What is being asked: Copy each of the items below word for word, with nothing added, dropped, or changed.

◇ ◇ ◇

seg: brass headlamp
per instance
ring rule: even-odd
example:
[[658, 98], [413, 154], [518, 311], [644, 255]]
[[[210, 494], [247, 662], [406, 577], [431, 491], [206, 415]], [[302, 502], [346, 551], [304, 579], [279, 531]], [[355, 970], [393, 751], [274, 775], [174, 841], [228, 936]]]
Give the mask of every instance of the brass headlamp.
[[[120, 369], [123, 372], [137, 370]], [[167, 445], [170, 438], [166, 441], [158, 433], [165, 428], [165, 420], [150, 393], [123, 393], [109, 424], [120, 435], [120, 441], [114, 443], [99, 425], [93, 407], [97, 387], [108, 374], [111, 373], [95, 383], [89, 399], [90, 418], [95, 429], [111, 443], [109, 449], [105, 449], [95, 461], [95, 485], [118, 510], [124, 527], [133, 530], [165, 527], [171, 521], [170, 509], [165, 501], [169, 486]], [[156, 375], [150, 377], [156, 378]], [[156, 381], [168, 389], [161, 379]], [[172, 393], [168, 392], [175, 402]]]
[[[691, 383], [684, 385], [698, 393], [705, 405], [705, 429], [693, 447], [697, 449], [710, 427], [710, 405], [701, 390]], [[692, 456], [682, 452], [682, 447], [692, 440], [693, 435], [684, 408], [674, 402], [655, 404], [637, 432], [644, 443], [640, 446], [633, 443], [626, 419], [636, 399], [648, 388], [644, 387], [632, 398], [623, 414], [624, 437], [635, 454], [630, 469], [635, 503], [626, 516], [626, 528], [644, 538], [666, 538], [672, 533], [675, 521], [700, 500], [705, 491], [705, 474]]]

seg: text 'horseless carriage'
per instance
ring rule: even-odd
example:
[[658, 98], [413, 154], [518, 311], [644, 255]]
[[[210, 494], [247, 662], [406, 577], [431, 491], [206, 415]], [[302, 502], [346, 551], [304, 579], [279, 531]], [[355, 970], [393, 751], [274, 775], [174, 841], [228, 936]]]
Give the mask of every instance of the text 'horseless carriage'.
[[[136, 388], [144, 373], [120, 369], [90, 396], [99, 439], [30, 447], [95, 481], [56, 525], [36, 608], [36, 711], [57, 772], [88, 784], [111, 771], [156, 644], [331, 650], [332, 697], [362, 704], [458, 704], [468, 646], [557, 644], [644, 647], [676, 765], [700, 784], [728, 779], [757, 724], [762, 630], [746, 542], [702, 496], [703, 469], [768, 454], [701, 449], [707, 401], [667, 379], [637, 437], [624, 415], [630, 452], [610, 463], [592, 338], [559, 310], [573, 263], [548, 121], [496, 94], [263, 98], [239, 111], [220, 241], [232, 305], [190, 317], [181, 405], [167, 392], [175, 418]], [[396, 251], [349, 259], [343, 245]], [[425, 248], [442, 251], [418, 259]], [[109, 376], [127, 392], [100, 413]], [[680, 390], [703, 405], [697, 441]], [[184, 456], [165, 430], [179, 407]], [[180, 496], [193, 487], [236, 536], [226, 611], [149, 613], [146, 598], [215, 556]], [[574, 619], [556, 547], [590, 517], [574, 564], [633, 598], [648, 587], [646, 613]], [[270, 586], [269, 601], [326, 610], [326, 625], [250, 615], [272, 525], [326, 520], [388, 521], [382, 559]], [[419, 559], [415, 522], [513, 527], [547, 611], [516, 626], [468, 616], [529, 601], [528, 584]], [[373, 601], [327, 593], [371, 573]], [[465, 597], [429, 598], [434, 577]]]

◇ ◇ ◇

Output of the exercise:
seg: brass headlamp
per instance
ring rule: even-odd
example:
[[658, 98], [413, 154], [518, 311], [644, 255]]
[[[210, 494], [247, 662], [406, 577], [431, 491], [206, 415]], [[302, 502], [346, 551], [304, 579], [279, 531]], [[355, 970], [393, 751], [274, 775], [174, 841], [228, 936]]]
Give the mask of every instance of the brass headlamp.
[[[120, 369], [123, 372], [137, 370]], [[167, 445], [170, 438], [166, 441], [158, 433], [165, 428], [165, 420], [150, 393], [123, 393], [109, 424], [120, 435], [120, 441], [114, 443], [99, 425], [93, 407], [97, 387], [108, 374], [111, 373], [95, 383], [89, 399], [90, 418], [95, 429], [111, 443], [109, 449], [105, 449], [95, 461], [95, 485], [118, 510], [124, 527], [133, 530], [165, 527], [171, 521], [170, 509], [165, 501], [169, 486]], [[156, 375], [150, 377], [156, 378]], [[156, 381], [168, 389], [161, 379]], [[172, 393], [168, 392], [175, 402]]]
[[[691, 383], [684, 385], [698, 393], [705, 405], [705, 429], [693, 447], [697, 449], [710, 427], [710, 405], [701, 390]], [[692, 456], [682, 452], [682, 447], [692, 440], [693, 435], [684, 408], [674, 402], [655, 404], [637, 432], [644, 443], [640, 446], [633, 443], [626, 419], [636, 399], [648, 388], [644, 387], [632, 398], [623, 414], [624, 437], [635, 454], [630, 469], [635, 503], [626, 516], [626, 528], [644, 538], [666, 538], [672, 533], [675, 521], [700, 500], [705, 491], [705, 474]]]

seg: text 'horseless carriage'
per instance
ring rule: even-odd
example:
[[658, 98], [413, 154], [518, 311], [644, 255]]
[[[210, 494], [247, 662], [406, 577], [431, 491], [206, 415]], [[302, 502], [346, 551], [304, 579], [279, 531]], [[355, 970], [393, 751], [274, 775], [174, 841], [228, 936]]]
Give the mask of every instance of the text 'horseless carriage'.
[[[136, 388], [144, 373], [120, 369], [90, 396], [99, 439], [30, 447], [95, 481], [56, 525], [36, 608], [36, 711], [57, 772], [88, 784], [111, 771], [156, 644], [331, 650], [332, 697], [362, 704], [458, 704], [468, 646], [557, 644], [644, 647], [676, 765], [700, 784], [728, 779], [757, 724], [762, 630], [746, 542], [702, 496], [703, 469], [768, 454], [701, 449], [707, 401], [667, 379], [637, 437], [624, 415], [630, 452], [610, 463], [592, 338], [559, 310], [573, 263], [548, 121], [496, 94], [263, 98], [239, 111], [220, 241], [232, 305], [190, 317], [181, 405], [167, 392], [175, 418]], [[396, 251], [349, 259], [343, 245]], [[425, 248], [442, 251], [418, 259]], [[109, 376], [127, 392], [100, 413]], [[680, 390], [703, 405], [697, 441]], [[184, 456], [165, 430], [179, 407]], [[180, 496], [193, 487], [236, 536], [226, 611], [149, 613], [146, 598], [215, 556]], [[574, 619], [556, 547], [590, 517], [574, 564], [633, 598], [648, 587], [646, 613]], [[270, 586], [269, 601], [326, 610], [326, 625], [250, 615], [272, 525], [326, 520], [388, 521], [382, 559]], [[419, 559], [415, 522], [513, 527], [547, 611], [516, 626], [468, 616], [529, 601], [528, 584]], [[373, 601], [327, 593], [371, 573]], [[465, 597], [429, 598], [434, 577]]]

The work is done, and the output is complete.